Bloque de texto:
La justificación “cultural” para violar los derechos de las mujeres no es de recibo. A esta “pseudojustificación” hay que contestar con la exigencia de que hablen las víctimas, de dar la palabra a las que sufren, al tiempo, que, efectivamente, se debe huir de lo que se ha caracterizado como el “síndrome de la misionera”. ¿Qué podemos hacer a esta luz? Al menos, debemos imponernos reflexionar sobre las coimplicaciones entre cultura y género. Preguntarnos, por ejemplo, acerca del efecto de las restricciones culturales sobre las vidas de hombres y mujeres. Si los primeros son siempre los beneficiados y las segundas siempre las perjudicadas no podremos aceptarlas tan fácilmente. La idea transcultural de justicia tiene que intervenir críticamente para sopesar las tradiciones culturales.

Filas almacenadas:
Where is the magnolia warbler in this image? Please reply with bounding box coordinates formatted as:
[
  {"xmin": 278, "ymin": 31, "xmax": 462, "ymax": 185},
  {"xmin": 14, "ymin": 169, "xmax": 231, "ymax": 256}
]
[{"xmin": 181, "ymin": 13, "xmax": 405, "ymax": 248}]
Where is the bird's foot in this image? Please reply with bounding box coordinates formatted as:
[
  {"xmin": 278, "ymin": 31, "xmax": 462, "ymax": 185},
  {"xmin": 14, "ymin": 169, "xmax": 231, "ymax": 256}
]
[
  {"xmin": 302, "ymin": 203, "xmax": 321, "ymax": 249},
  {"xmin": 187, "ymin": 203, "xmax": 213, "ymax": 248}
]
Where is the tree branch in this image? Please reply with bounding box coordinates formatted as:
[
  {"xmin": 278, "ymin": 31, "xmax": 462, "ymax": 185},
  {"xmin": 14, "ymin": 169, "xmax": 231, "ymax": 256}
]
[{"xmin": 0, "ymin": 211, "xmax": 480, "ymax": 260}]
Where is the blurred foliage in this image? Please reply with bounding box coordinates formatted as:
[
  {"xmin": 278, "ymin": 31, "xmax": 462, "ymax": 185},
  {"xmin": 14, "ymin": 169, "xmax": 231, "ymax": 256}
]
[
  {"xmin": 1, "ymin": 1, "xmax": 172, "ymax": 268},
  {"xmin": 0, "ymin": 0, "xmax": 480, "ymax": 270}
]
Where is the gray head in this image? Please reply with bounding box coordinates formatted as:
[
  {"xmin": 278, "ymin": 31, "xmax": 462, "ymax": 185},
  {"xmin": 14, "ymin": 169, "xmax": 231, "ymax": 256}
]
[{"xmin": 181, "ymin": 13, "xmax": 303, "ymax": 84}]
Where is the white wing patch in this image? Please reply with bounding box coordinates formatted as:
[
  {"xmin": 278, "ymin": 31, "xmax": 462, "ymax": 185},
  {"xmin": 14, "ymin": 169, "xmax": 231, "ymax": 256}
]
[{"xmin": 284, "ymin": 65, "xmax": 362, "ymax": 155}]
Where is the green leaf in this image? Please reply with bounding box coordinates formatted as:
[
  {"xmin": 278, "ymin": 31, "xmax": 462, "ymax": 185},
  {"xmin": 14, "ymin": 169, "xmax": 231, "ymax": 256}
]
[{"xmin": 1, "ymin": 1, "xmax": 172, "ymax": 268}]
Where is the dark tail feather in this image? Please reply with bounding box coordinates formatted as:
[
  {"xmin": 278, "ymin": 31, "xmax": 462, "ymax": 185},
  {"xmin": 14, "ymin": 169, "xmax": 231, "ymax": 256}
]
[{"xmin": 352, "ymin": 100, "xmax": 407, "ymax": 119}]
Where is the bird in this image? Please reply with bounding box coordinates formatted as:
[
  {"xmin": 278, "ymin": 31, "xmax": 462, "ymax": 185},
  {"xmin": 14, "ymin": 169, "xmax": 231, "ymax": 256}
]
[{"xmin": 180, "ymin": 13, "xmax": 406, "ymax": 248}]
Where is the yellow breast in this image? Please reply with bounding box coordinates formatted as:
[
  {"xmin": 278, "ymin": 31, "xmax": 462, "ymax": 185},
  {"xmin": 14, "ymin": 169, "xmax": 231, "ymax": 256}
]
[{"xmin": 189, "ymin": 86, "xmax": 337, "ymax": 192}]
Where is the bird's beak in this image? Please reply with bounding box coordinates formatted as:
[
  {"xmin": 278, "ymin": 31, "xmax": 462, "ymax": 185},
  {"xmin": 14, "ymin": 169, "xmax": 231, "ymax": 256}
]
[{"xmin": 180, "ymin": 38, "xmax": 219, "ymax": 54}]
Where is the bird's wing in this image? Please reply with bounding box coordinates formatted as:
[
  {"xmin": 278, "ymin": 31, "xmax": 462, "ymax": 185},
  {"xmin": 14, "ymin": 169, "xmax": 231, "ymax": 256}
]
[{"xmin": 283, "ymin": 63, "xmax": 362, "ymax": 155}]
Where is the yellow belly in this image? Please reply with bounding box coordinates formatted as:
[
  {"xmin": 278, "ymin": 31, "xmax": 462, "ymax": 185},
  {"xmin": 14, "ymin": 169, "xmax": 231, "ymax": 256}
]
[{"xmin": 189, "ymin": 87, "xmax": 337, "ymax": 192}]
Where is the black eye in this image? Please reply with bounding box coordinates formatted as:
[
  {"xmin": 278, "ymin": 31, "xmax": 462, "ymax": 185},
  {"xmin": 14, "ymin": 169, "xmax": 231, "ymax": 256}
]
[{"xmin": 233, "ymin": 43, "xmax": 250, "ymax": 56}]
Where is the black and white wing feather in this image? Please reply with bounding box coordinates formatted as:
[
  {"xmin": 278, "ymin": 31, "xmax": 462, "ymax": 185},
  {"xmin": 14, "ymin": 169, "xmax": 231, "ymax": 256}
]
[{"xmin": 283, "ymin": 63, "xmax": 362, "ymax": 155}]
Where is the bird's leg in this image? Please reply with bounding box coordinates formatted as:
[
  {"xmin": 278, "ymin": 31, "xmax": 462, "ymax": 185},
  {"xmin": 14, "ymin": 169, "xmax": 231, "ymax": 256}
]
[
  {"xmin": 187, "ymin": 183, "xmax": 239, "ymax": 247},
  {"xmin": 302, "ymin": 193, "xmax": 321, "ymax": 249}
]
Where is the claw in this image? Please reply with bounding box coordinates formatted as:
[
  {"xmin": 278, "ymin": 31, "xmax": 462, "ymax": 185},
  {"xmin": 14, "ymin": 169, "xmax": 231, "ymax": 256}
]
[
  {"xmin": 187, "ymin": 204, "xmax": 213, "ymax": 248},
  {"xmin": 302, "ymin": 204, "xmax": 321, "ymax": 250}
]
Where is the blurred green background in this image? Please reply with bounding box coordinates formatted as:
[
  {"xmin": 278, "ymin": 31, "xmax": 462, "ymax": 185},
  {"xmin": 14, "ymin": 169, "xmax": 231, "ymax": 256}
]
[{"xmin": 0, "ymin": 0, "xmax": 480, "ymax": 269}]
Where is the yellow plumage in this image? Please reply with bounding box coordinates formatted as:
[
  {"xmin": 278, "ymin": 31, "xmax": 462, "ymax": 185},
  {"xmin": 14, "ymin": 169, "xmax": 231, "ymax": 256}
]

Enunciado escrito: Enumere todas las expresiones que aparecen entre comillas en el texto sobre cultura y género. Este material procede de una fuente distinta.

La solución:
- “cultural”
- “pseudojustificación”
- “síndrome de la misionera”